1. Buka konten
  2. Buka menu utama
  3. Buka situs DW lainnya

Freeport Ingin Kontrak Hingga 2041

11 November 2013

Terletak di ketinggian pegunungan yang tertutup salju, pemandangan warga suku asli bercawat kontras dengan para penambang yang menggunakan mesin-mesin canggih mengekstrak emas dan bijih tembaga.

https://p.dw.com/p/1AFAr
Foto: DW/J. Hahn

Kompleks yang dijaga ketat itu adalah penambangan terbesar di negara yang dikenal kaya sumber daya dan kehadirannya selama lebih dari lima dekade telah menimbulkan kontroversi – karena tuduhan merusak lingkungan dan mengeksploitasi besar-besaran sambil memberi kontribusi terlalu kecil kepada masyarakat sekitar yang didera kemiskinan.

Lokasi penambangan Grasberg milik Freeport McMoRan dikenal berbahaya, dan beberapa waktu lalu sempat menjadi sorotan dunia setelah sebuah terowongan runtuh dan menewaskan 28 pekerja.

Perusahaan itu juga menghadapi pertarungan untuk memperpanjang kontrak dengan Indonesia, karena para politisi menuntut perusahaan-perusahaan tambang asing untuk pergi jika tidak bersedia membagi lebih banyak keuntungan bagi Indonesia.

Selama tiga dekade pemerintahan diktator Suharto, yang berakhir pada 1998, Freeport menjalani bisnis dengan realtif mudah dan dilimpahi banyak hak istimewa.

Tapi 15 tahun berlalu, Indonesia menjadi negara demokrasi dan mengalami booming ekonomi – dan perusahaan tambang termasuk diantara perusahaan asing – yang kini mendapat sorotan, dalam apa yang disebut para pengamat sebagai bangkitnya nasionalisme ekonomi.

“Ada perasaan bahwa Freeport telah mengambil banyak dan membagi (keuntungan) dengan buruk kepada masyarakat sekitar,” kata sebuah sumber yang dekat dengan pemerintah terkait negosiasi yang kini sedang berlangsung antara Freeport dengan pemerintah Indonesia untuk memperpanjang kontrak raksasa di bidang penambangan tersebut.

----------

• [Tugas A]: Pilih dan salin setiap baris di bawah yang memuat kata "wall". Huruf besar dan huruf kecil dibedakan.

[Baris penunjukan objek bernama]
----------

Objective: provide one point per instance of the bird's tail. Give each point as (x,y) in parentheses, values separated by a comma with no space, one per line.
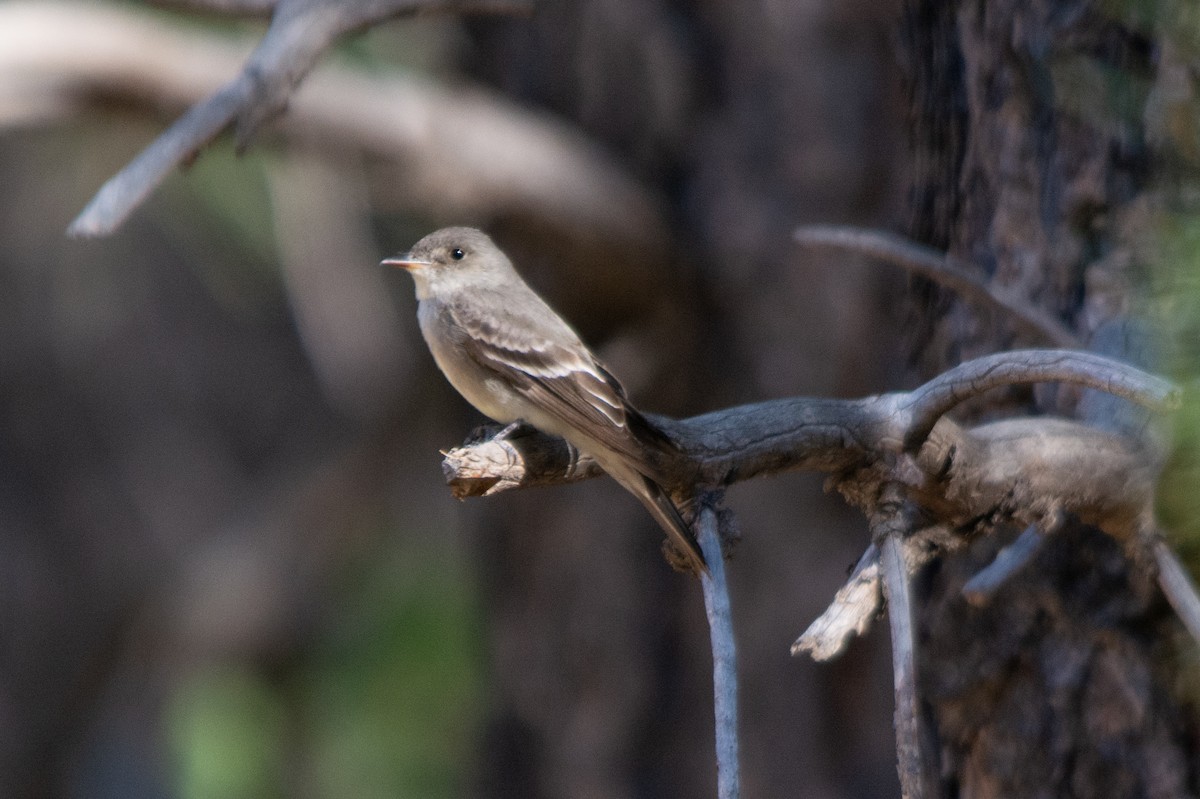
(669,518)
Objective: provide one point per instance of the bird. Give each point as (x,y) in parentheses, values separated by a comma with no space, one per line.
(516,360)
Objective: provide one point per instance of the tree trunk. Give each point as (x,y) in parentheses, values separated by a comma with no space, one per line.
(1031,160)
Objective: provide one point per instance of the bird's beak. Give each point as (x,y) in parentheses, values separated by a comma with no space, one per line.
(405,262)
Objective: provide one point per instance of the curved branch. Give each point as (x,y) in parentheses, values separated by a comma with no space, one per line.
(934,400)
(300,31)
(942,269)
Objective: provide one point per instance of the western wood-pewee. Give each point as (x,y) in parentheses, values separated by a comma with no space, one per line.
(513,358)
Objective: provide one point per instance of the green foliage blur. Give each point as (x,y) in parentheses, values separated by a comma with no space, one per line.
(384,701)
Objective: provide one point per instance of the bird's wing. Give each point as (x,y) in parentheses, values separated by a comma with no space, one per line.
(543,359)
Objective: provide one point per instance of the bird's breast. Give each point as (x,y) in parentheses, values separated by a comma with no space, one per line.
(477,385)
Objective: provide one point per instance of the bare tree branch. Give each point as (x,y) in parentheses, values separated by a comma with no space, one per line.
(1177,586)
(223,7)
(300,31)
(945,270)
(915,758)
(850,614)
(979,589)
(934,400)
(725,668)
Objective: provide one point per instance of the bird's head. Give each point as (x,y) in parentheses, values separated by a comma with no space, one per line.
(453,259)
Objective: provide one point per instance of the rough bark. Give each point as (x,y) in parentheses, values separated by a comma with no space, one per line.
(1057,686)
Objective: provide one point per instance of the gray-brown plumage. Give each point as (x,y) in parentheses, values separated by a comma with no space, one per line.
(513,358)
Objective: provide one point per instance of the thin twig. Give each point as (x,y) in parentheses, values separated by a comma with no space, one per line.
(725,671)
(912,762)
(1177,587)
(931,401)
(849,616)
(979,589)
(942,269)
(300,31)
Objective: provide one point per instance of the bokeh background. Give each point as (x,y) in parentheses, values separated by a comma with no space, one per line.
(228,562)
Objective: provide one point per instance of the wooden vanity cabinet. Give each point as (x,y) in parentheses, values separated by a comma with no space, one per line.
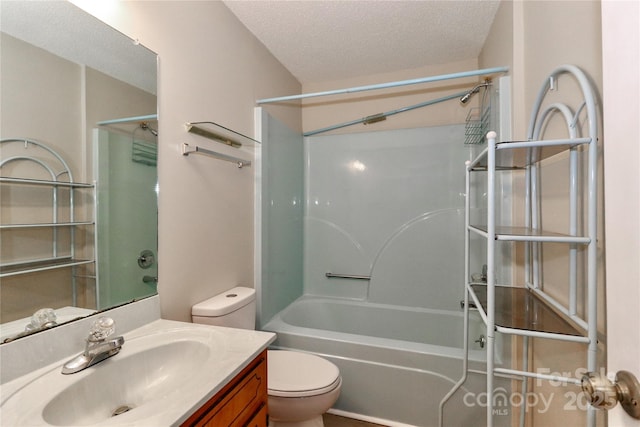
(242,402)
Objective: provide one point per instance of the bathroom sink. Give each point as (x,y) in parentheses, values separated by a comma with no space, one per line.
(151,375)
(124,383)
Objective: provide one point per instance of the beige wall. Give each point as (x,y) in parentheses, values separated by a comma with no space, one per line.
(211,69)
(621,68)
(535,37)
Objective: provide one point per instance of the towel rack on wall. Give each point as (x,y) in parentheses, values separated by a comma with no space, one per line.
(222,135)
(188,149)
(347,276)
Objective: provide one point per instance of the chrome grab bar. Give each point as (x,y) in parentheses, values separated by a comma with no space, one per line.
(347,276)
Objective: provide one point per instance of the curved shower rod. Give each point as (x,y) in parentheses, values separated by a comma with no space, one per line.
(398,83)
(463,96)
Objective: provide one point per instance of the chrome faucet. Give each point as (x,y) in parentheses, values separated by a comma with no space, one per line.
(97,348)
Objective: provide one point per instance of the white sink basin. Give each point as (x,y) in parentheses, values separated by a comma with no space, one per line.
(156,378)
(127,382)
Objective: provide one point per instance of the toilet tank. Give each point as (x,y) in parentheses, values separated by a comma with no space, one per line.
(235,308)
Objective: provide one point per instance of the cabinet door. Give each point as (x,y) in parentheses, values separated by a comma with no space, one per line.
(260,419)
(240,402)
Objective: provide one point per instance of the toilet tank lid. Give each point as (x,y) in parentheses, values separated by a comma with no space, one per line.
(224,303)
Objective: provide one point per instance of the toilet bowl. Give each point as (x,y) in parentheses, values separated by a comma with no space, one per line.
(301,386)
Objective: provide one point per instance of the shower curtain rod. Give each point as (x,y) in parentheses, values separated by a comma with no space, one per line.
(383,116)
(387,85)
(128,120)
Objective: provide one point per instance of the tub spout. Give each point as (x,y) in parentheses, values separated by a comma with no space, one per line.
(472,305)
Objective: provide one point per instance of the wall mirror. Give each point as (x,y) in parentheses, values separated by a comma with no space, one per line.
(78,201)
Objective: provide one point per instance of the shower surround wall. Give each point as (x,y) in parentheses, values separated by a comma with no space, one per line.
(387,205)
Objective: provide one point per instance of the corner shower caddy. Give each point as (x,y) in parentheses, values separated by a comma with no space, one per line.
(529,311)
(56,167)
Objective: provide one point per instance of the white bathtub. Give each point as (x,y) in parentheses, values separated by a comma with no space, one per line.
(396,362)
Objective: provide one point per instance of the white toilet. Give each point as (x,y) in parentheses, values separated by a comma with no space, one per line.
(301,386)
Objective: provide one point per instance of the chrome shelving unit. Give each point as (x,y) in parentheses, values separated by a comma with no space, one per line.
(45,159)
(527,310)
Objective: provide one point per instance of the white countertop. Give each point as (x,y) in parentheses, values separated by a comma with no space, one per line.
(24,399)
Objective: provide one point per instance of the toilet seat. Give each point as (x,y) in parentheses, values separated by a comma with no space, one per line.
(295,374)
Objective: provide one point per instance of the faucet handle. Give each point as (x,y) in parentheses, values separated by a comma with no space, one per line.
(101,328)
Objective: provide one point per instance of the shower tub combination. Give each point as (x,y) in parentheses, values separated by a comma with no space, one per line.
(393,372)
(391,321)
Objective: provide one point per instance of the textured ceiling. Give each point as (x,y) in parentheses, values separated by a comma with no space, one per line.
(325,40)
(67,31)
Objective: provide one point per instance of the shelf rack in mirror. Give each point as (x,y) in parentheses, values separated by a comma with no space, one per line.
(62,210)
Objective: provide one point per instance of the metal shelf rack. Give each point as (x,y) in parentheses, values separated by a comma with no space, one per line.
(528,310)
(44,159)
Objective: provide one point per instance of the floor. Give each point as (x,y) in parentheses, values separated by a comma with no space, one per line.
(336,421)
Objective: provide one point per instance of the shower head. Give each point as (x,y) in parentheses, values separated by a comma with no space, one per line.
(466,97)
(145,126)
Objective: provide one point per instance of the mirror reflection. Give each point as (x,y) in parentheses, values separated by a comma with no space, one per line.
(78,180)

----------

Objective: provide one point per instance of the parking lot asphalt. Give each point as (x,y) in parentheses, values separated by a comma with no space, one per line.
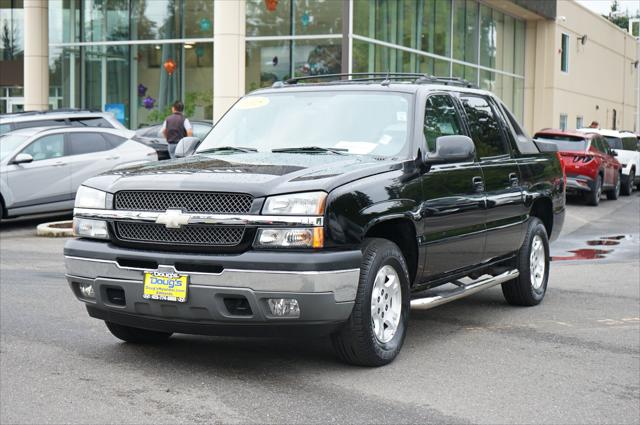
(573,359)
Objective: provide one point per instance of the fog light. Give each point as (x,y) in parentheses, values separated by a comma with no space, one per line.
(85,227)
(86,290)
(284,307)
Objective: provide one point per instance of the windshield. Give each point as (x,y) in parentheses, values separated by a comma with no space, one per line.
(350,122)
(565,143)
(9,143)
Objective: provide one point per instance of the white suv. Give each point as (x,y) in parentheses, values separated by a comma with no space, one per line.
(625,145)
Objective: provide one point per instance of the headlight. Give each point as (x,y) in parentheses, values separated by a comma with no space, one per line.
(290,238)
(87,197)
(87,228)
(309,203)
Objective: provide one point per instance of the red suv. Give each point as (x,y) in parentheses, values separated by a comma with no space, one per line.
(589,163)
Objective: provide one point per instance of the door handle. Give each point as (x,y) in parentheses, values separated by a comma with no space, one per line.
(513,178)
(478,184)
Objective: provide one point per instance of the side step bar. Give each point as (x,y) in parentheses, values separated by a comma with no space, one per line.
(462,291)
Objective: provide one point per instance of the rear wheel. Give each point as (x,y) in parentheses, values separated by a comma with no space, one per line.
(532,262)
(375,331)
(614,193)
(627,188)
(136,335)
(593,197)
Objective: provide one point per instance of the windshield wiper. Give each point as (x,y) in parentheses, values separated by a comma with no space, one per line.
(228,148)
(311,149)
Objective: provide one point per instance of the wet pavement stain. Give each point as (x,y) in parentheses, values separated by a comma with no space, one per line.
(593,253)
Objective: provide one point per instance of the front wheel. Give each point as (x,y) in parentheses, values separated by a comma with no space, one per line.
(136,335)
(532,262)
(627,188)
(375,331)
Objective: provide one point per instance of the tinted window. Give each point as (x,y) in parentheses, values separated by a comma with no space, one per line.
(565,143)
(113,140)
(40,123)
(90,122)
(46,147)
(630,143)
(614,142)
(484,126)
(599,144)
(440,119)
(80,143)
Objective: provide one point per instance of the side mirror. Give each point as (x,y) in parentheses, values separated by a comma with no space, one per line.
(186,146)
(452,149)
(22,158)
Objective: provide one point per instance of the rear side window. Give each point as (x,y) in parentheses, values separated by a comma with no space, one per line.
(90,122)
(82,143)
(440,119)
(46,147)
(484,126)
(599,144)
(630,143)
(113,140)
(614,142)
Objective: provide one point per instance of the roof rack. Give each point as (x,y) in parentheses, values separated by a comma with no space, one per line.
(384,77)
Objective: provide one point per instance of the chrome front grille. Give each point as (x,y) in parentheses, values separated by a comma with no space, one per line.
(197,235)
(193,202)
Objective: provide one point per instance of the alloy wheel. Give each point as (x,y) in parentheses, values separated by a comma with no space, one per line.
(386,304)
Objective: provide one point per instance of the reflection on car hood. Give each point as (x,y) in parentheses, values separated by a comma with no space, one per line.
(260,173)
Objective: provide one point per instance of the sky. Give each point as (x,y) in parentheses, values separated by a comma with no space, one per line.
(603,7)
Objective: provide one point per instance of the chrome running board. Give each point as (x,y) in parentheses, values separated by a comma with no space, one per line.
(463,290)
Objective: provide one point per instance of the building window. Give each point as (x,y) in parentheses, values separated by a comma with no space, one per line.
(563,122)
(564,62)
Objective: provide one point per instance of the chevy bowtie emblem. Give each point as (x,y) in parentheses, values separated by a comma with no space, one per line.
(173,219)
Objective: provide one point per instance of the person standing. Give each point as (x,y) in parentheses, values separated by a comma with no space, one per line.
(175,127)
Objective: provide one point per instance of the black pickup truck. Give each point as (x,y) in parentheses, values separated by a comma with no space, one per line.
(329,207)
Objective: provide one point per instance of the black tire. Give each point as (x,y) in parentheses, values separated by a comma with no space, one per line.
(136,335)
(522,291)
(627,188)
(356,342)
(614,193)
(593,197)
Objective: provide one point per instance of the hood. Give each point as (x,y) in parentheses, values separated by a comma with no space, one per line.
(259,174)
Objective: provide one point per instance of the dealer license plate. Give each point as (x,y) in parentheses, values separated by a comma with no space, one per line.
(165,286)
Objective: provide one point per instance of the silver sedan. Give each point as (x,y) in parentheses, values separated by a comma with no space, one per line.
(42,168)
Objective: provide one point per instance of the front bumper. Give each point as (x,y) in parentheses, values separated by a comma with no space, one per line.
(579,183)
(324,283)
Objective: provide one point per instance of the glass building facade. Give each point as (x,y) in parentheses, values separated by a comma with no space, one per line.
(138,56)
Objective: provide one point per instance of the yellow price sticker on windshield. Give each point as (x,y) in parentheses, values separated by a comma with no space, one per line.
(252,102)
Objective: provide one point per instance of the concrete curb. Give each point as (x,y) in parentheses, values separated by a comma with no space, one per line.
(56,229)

----------

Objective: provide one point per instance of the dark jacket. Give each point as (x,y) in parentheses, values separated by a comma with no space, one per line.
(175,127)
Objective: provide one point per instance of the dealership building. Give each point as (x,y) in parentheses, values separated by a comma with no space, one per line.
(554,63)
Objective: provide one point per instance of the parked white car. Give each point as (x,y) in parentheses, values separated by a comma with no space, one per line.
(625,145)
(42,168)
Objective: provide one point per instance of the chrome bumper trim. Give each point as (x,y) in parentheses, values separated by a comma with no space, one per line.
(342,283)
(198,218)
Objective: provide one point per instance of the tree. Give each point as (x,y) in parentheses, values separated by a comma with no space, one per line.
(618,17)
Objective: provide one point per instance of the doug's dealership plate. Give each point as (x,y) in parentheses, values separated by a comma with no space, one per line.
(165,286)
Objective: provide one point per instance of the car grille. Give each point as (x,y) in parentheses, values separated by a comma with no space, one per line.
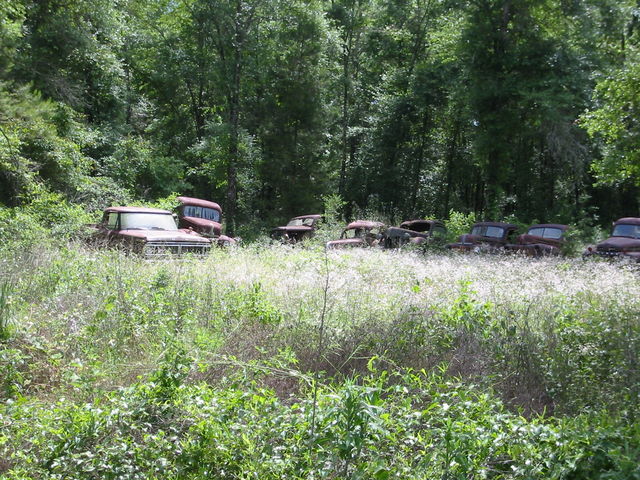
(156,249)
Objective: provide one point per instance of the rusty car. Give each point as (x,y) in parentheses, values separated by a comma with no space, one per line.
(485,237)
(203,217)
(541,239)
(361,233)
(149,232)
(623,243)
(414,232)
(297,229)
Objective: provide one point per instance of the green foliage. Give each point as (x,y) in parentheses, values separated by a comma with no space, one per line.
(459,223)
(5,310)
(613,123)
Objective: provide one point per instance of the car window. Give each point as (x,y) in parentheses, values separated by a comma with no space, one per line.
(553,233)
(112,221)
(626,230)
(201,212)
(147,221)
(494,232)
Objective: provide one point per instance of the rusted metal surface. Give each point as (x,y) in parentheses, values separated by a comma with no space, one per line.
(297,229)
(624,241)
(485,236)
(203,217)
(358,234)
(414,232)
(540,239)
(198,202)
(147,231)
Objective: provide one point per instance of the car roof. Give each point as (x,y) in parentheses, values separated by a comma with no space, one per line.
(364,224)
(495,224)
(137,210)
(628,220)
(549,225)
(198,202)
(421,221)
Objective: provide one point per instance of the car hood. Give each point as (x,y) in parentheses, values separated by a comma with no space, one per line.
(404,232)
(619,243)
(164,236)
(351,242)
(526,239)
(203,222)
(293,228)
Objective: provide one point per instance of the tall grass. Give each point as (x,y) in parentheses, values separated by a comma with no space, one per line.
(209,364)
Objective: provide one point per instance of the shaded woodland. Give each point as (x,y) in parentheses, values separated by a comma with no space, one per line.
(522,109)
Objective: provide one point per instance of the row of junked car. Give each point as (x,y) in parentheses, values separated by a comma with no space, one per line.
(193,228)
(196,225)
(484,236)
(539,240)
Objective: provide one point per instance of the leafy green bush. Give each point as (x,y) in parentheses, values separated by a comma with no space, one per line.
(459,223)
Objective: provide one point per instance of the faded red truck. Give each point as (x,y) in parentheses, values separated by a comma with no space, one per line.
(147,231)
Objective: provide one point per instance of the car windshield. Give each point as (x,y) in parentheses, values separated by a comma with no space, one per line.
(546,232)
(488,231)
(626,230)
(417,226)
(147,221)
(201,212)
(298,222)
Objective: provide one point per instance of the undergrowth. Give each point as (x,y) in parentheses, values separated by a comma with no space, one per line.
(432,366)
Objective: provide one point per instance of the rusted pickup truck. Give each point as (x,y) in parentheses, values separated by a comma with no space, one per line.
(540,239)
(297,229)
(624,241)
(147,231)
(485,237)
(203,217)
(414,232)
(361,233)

----------

• [Tugas B]: Sebutkan semua angka tahun empat digit yang tercantum dalam artikel tentang Freeport di atas.

• [Jawaban lengkap A]:
Objective: provide one point per instance of the beige wall. Give each point as (x,y) in parentheses, values separated by a comma with no space, one per line.
Objective: provide one point per instance of the towel rack on wall. Give each point as (x,y) in parentheses, values separated by a comma with no space, one per line.
Objective: provide one point per instance of the wall mirror. Give each point as (x,y) in parentheses, values separated by a comma with no space, one per line.
Objective: provide one point per instance of the shower surround wall. Give each point as (x,y) in parentheses, values separated by a comma with no space, one per line.

• [Jawaban lengkap B]: Angka tahun yang tercantum dalam artikel itu adalah 2041, 2013, dan 1998.